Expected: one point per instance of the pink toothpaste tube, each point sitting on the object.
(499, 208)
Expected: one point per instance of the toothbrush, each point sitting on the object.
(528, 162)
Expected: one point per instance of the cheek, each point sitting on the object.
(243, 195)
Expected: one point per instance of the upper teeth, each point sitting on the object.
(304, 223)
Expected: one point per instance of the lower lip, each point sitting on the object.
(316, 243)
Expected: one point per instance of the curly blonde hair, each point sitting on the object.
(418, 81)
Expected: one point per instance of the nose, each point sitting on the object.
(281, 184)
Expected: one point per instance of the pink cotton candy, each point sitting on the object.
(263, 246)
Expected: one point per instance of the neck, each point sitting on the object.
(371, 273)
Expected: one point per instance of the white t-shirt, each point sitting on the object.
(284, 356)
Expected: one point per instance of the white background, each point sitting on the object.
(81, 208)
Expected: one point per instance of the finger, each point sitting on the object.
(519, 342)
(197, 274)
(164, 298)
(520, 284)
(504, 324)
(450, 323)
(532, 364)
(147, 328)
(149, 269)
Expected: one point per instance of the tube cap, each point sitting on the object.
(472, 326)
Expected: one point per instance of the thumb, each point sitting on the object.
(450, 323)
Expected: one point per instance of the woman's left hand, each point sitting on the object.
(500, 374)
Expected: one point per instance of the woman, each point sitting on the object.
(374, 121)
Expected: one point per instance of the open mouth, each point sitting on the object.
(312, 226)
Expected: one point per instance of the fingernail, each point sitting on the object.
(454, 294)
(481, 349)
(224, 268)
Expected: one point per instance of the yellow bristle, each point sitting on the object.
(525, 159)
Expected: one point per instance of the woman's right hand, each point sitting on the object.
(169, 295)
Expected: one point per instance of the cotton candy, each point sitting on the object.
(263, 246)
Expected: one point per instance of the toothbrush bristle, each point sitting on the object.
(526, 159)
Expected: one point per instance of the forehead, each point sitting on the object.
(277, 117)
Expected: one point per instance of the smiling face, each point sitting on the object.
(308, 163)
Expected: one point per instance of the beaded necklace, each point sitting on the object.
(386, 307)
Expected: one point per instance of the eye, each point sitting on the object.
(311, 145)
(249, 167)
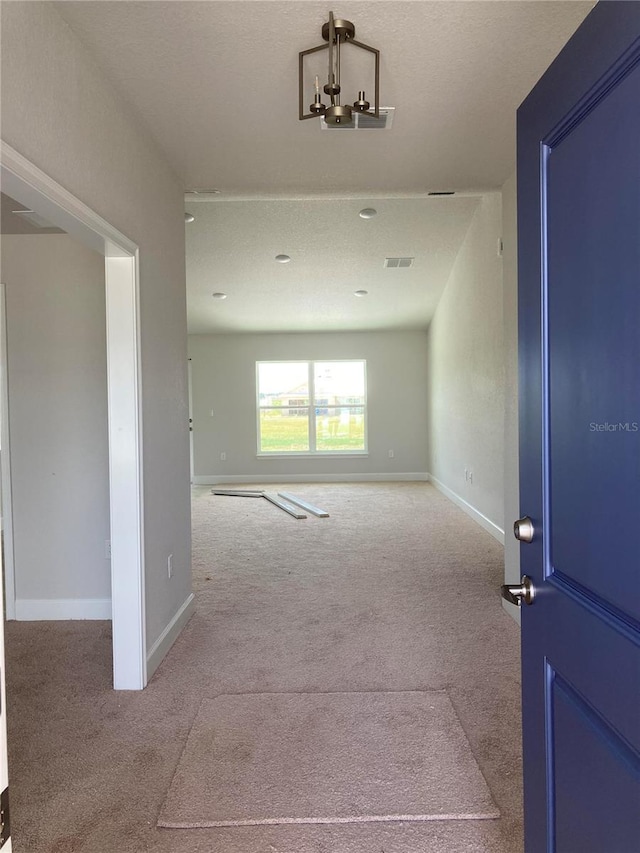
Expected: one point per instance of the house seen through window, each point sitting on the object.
(311, 406)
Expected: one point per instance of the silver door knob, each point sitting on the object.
(517, 593)
(523, 529)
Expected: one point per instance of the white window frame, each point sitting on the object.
(312, 451)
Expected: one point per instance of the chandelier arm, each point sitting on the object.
(331, 79)
(301, 113)
(338, 66)
(376, 53)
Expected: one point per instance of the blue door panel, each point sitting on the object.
(579, 364)
(597, 780)
(607, 672)
(593, 227)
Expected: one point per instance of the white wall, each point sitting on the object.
(511, 455)
(224, 381)
(60, 113)
(466, 375)
(57, 379)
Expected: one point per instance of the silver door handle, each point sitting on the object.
(517, 593)
(523, 529)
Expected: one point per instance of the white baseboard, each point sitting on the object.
(218, 479)
(170, 634)
(476, 515)
(54, 609)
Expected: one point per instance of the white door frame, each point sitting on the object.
(23, 181)
(5, 468)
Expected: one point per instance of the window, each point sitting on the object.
(311, 407)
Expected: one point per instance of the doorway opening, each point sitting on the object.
(31, 187)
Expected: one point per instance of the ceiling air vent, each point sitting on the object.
(362, 121)
(398, 263)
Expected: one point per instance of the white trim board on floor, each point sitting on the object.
(54, 609)
(170, 634)
(215, 479)
(476, 515)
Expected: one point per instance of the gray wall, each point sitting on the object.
(223, 381)
(466, 375)
(57, 380)
(62, 115)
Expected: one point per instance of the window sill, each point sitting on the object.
(306, 455)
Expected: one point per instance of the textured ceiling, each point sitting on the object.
(231, 248)
(215, 83)
(10, 223)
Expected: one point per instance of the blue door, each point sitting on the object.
(579, 328)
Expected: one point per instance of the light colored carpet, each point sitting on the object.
(326, 758)
(397, 590)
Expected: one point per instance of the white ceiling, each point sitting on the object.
(11, 223)
(215, 83)
(232, 245)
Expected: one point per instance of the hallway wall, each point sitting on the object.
(57, 381)
(59, 111)
(465, 360)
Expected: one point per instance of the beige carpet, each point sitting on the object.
(397, 591)
(326, 758)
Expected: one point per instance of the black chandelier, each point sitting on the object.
(337, 32)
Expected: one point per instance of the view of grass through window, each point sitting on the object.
(311, 406)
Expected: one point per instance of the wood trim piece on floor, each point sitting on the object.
(215, 479)
(476, 515)
(55, 609)
(170, 634)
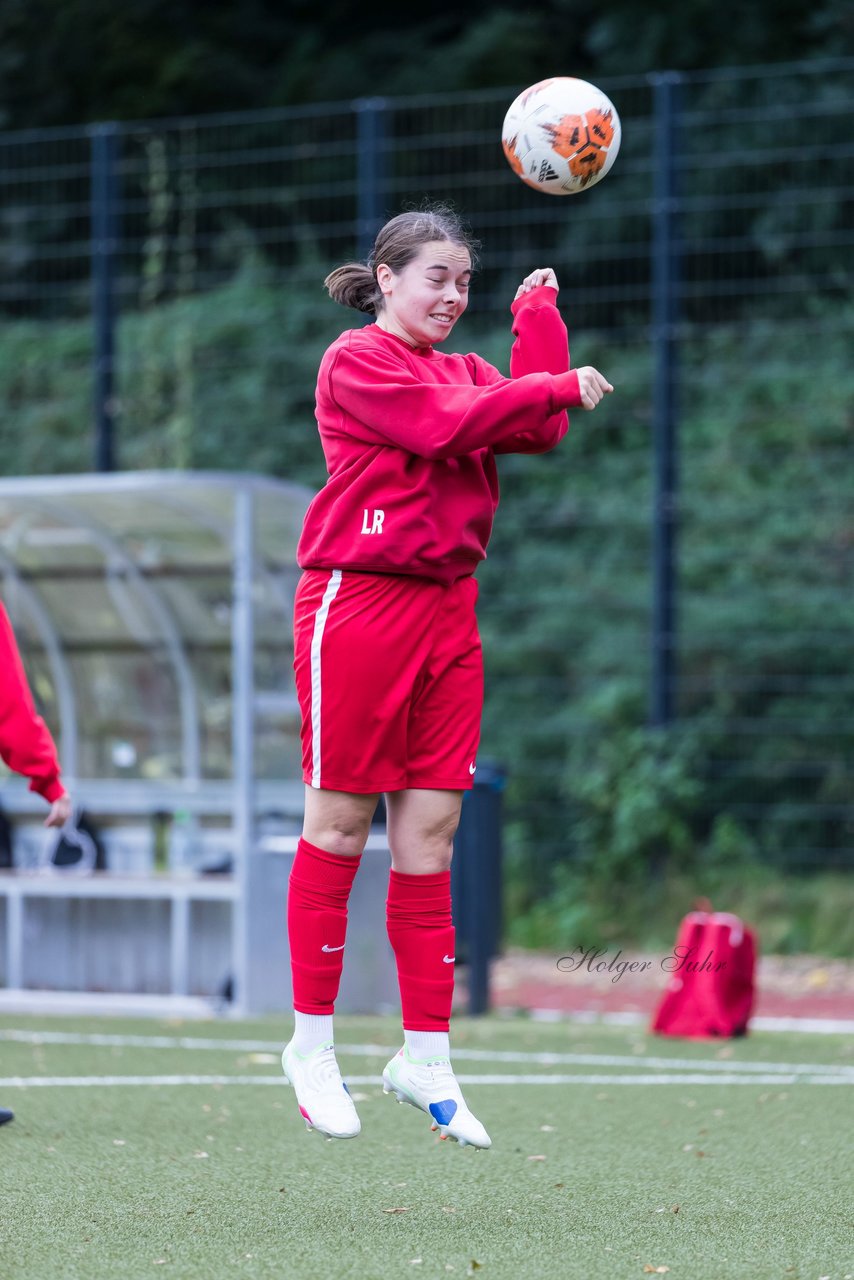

#### [Aim]
Rewrite every row above as a numbered list, dropping any blank lines and leaving the pictures out of the answer.

#### [Exercise output]
1. Expected: one point per instance of the pink toothpaste tube, each point sitting on the object.
2. (499, 208)
3. Expected: one point per instance of the toothbrush, each point sitting on the object.
4. (528, 162)
5. Expected: one point per instance of the cheek, each point sitting on the object.
6. (243, 195)
7. Expected: one point per instance of the upper teeth, each point sitting on the object.
8. (304, 223)
9. Expected: one point per instance of the lower lip, each point sitting on the object.
10. (316, 243)
11. Expected: one point per instance of the curly blonde hair, each point sitting on the object.
12. (418, 81)
13. Expected: one point per instance of the nose, each point sitting on the object.
14. (281, 184)
15. Expected: one point per instance of the pink cotton candy, each point sitting on the object.
16. (263, 246)
17. Expected: one point per instance of the neck, each point sitting on the object.
18. (371, 273)
19. Expected: one point per instance of the white t-shirt, each point sitting on the object.
20. (284, 356)
21. Expected: one point per instance of the white background, each point sitting on the object.
22. (81, 208)
23. Expected: one point per instance of the finger, each point sitting on the object.
24. (519, 342)
25. (197, 274)
26. (164, 298)
27. (520, 284)
28. (504, 324)
29. (450, 323)
30. (532, 364)
31. (147, 328)
32. (149, 269)
33. Expected: one point per instance of the tube cap, each point sitting on the object.
34. (472, 326)
35. Expected: one point per instance of the thumb, each point sitting on the object.
36. (450, 323)
37. Expected: one point per instance of the woman's left hand, each point sitting on the object.
38. (500, 374)
39. Expected: one point per instance of the woman, each point sitting on the object.
40. (374, 121)
41. Expected: one point per instance of the open mouth, each point sitting on the object.
42. (312, 226)
43. Expected: one point per instance of the fingernail, each point sitting on the object.
44. (454, 294)
45. (481, 349)
46. (224, 268)
47. Expected: one point per instance of the yellow bristle, each point sitting on the object.
48. (525, 159)
49. Expected: one point per instance of the woman's right hand, each point sitting on the object.
50. (169, 295)
51. Expected: one point per instance of the cotton candy, each point sitting on the object.
52. (263, 246)
53. Expected: one point per instance of the toothbrush bristle, each point sitting on the object.
54. (526, 159)
55. Expected: one point per instance of the forehead, each point sitting on the object.
56. (277, 117)
57. Expected: one point per instance of the smiling face, each point sitting on the object.
58. (308, 163)
59. Expected: one point per instance of the beaded necklace, each point sitting on the object.
60. (386, 307)
61. Expected: one point per instance of the eye, each point sitting on the object.
62. (311, 145)
63. (249, 167)
64. Expected: one point per instance of the house seen through window, each point sitting on the object.
65. (311, 406)
66. Expected: one point per instance of the silver door knob, each point sitting on the object.
67. (517, 593)
68. (523, 529)
69. Expected: one point per instance of the white window frame, each point sitting on the object.
70. (312, 451)
71. Expected: one point per instance of the chandelier arm, each point sitting on the object.
72. (331, 79)
73. (301, 113)
74. (338, 66)
75. (376, 53)
76. Expected: one point per instance of the blue door panel, each point sitting on the object.
77. (579, 364)
78. (597, 780)
79. (607, 672)
80. (593, 227)
81. Expected: one point per instance of the white wall, each point sitting on the object.
82. (511, 455)
83. (224, 381)
84. (60, 113)
85. (466, 375)
86. (57, 379)
87. Expected: one point per instance of the silver door handle, each point sitting on the object.
88. (517, 593)
89. (523, 529)
90. Expected: one point per instance of the white baseboard, each point sitting on the object.
91. (218, 479)
92. (170, 634)
93. (476, 515)
94. (54, 609)
95. Expected: one point per instance of the white door frame, each point sitting on the object.
96. (23, 181)
97. (5, 468)
98. Expected: one point per instance of the window, each point sitting on the object.
99. (311, 407)
100. Expected: one point per instance of the doorway opening, each point sitting on the object.
101. (31, 187)
102. Expected: one point per instance of the ceiling air vent, each point sitting on the object.
103. (362, 121)
104. (398, 263)
105. Expected: one point per instance of the white trim board on floor, each point sitting on the object.
106. (54, 609)
107. (170, 634)
108. (215, 479)
109. (476, 515)
110. Expected: one point per instance of the gray wall, each point sitting on the object.
111. (223, 381)
112. (466, 375)
113. (57, 380)
114. (62, 115)
115. Expected: one point per instance of the window sill, each point sitting on the object.
116. (306, 455)
117. Expected: one point per instance of the textured ceiling, each point sitting on the object.
118. (231, 248)
119. (215, 83)
120. (10, 223)
121. Expected: one point per instance of the blue door, each point sitting on the object.
122. (579, 328)
123. Expected: one point per instance of the light colored carpet, each point sitting on the object.
124. (326, 758)
125. (397, 590)
126. Expected: one point per instance of the white ceiling, each point sitting on the object.
127. (11, 223)
128. (215, 83)
129. (232, 245)
130. Expected: one point per instance of the hallway wall, each point sitting on the object.
131. (57, 381)
132. (59, 111)
133. (465, 360)
134. Expected: one point per instance of the beige carpet, each point sitting on the object.
135. (397, 591)
136. (326, 758)
137. Expected: one point per instance of the black chandelier, each point sitting on the object.
138. (337, 32)
139. Expected: one point per instance of the view of grass through window, each point sitting on the object.
140. (311, 406)
141. Expected: one point per instance of the wood trim piece on floor, each point sitting on the object.
142. (215, 479)
143. (476, 515)
144. (55, 609)
145. (170, 634)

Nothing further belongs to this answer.